**Instructions for the task:** Could you transcribe the material below exactly, without leaving out a single line?
* begin Stored rows *
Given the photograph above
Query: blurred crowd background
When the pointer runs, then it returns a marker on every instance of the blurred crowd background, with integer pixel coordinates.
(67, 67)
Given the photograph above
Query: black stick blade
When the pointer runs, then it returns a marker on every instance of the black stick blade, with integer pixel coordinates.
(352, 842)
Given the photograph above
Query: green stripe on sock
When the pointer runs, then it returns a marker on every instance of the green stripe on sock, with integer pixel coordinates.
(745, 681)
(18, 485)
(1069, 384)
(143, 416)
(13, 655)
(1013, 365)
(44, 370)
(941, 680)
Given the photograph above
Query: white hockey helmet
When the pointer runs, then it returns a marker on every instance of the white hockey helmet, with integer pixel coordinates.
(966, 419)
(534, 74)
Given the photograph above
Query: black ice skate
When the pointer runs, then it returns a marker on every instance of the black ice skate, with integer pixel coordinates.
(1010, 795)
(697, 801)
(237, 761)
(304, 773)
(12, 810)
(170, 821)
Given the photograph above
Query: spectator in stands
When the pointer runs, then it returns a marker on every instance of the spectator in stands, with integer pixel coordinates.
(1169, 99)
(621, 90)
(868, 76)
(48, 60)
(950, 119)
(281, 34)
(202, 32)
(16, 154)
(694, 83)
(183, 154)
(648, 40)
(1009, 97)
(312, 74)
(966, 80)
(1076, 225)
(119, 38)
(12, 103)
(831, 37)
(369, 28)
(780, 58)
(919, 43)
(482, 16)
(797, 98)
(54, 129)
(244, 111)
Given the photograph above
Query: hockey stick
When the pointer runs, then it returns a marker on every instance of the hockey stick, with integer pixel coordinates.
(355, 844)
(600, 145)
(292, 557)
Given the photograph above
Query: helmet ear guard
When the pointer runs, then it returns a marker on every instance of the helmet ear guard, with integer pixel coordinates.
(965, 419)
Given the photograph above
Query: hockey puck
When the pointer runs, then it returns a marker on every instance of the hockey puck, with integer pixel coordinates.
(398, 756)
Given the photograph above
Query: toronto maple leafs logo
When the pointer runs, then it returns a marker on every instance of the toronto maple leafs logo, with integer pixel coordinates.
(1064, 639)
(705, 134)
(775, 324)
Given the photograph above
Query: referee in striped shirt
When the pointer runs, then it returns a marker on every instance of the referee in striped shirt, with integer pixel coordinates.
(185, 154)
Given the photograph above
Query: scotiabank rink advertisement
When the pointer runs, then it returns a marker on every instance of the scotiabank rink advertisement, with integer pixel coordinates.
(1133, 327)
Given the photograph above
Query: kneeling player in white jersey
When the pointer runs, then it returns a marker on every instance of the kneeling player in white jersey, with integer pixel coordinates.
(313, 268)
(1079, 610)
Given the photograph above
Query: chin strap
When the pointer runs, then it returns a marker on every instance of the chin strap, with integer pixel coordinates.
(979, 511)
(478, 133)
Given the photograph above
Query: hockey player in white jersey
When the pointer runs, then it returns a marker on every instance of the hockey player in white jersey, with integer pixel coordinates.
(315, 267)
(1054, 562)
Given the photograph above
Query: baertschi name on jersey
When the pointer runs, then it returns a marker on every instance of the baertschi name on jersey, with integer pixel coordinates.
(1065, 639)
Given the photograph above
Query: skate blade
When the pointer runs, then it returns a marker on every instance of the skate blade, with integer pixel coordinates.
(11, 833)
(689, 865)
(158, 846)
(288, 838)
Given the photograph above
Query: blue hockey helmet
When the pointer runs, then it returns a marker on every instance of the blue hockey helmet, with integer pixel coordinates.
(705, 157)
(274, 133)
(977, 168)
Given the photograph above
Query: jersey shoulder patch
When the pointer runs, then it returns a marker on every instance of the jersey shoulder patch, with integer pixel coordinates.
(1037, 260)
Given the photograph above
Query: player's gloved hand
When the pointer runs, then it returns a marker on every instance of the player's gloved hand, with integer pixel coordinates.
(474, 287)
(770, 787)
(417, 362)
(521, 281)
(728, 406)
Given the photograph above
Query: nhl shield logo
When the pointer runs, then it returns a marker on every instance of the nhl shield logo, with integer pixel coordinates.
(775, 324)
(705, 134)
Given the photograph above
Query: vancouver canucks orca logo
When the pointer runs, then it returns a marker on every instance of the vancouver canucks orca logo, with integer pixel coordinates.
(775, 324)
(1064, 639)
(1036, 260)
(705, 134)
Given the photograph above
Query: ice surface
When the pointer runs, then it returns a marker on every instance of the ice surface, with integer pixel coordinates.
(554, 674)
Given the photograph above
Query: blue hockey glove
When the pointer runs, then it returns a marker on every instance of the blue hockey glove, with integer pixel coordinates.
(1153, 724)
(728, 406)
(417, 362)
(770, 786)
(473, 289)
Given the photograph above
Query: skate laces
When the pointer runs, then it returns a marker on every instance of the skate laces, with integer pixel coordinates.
* end Stored rows *
**Response to the exercise:**
Given the photograph above
Query: blurred crowd background
When the pointer runs, then it returns a marker on every instance of the blurred crowd background, with integer pixel coordinates.
(67, 67)
Given the photograph above
Query: black stick blade
When the pointer runs, then it returns a marker on every instance of the black stick blade, with integer pixel coordinates.
(352, 842)
Given the photograph above
Query: green stripe on sock
When the pointer runs, then it returns a marker on every instance of the green stripe on sock, with integer pixel coordinates.
(745, 681)
(18, 485)
(1069, 384)
(143, 416)
(13, 655)
(1013, 365)
(44, 370)
(941, 680)
Given the photograph above
Query: white hockey helmet
When the pointer runs, then it returns a marker on every instance of the white hockey helmet, with integer pixel coordinates.
(966, 419)
(534, 74)
Given the photograph above
Query: black ice skate
When the pointer runs, then it returns a marker on every instance of the black ice skate, with integer pixel coordinates.
(1010, 795)
(697, 801)
(237, 761)
(304, 773)
(12, 810)
(170, 821)
Given the photograph above
Query: spectator in stands
When the pointer runs, then it returns a marker on every instance of the spectator in stands, with integer pixel coordinates.
(1169, 99)
(621, 90)
(868, 76)
(48, 60)
(950, 119)
(281, 34)
(202, 32)
(16, 154)
(694, 83)
(183, 154)
(648, 40)
(1009, 97)
(312, 74)
(966, 80)
(1076, 225)
(119, 38)
(12, 103)
(831, 37)
(369, 28)
(780, 58)
(919, 43)
(482, 16)
(797, 98)
(54, 129)
(244, 111)
Given the photograph above
Query: hockey stick
When the pointer runs, then it returns a marker on every instance of the hockey stick, with integer pixel coordinates.
(355, 844)
(600, 145)
(292, 557)
Given the photograph above
Query: helmet ear guard
When the pointer runs, then it returns a marker on every instance of the helmet ear guard, with integer pixel coordinates.
(965, 419)
Given the photograph above
Query: hockey puck
When the pointer runs, then it returns a marker on every instance of the hockey puck, with integer pixel coordinates.
(398, 756)
Given the photograph above
Query: toronto maple leafs logo
When the pointer runs, then it returns a marker on every instance of the toronto maple leafs logo, with integer pixel coordinates.
(1064, 639)
(705, 134)
(775, 324)
Given the photograph above
Query: referee in striped shirt
When the pointer runs, then it returns a marker on every instance of the referee in striped shirt, with integer pixel coordinates.
(185, 154)
Given the photograph above
Query: scotiabank rink advertisement
When the pointer runs, then it returns a marker on every instance of the scotiabank rink advertisement, with integer pixel coordinates.
(1133, 327)
Given the photograph above
Query: kneeling player in white jersey
When the pointer runs, then it returns a marker on every instance of the kneeling player in white jersey, with integer pixel coordinates.
(313, 268)
(1079, 610)
Given the photograph above
Query: chin strap
When the pointer runs, then it returns a marker on every instance of the chin strap, with integer pixel coordinates.
(979, 511)
(478, 133)
Given the photograph above
Query: hockey player in white jersey
When the pointer runs, then it returns a marker on every instance of the hockey player in white jersey, with integer pixel coordinates.
(315, 267)
(1054, 562)
Given the photograph above
Query: baertschi name on jersey
When the pointer runs, then it returns a marker on every instance of the baertschi name on jersey, with integer pixel coordinates.
(1065, 639)
Given the photograph above
Query: skate blade
When the pointer runs, then it returns a marker on every instance of the skate blade, with integer pixel coordinates.
(11, 833)
(689, 865)
(158, 846)
(288, 838)
Given the photograph above
Query: blue hockey helmet
When the pointer runs, then it returns a marker on every instance of the blue hockey helmet, with integer pixel coordinates.
(705, 157)
(274, 133)
(977, 168)
Given the photograph above
Query: jersey shoulder patch
When the pointer runs, then it returns a marker on every instance of the jersey shoulder patch, with integer pixel coordinates.
(1037, 260)
Given the photograph above
Query: player's gloved hand
When the pointer runs, then it returns a marker on every instance of the player's gloved hand, with integer pixel coordinates.
(474, 287)
(770, 787)
(417, 362)
(521, 281)
(728, 406)
Given the photograph above
Query: nhl shield logo
When the pointer runs, then it returns a marker on every instance of the nhl shield logo, with integer pixel coordinates.
(775, 324)
(705, 134)
Given the photograph above
Query: vancouver canucks orca logo
When the pointer runs, then it returns a marker on every instance of the vancouver canucks orca logo, with integer pixel coordinates.
(775, 324)
(1064, 639)
(1036, 260)
(705, 134)
Given the photograph above
Query: ice surface
When the pointer runs, then it returns a marker on every instance of the ice surface, with integer pixel coordinates.
(554, 674)
Given the photograph above
Query: blue hockey glove
When the pointer runs, then it returns a marker on every instance of the blue hockey glove, with integer pixel coordinates.
(1153, 724)
(728, 406)
(417, 362)
(770, 786)
(473, 289)
Given the photograph above
Query: skate laces
When the pointer runs, then it returns a marker on every instance of the skate laces, with integer pixel coordinates.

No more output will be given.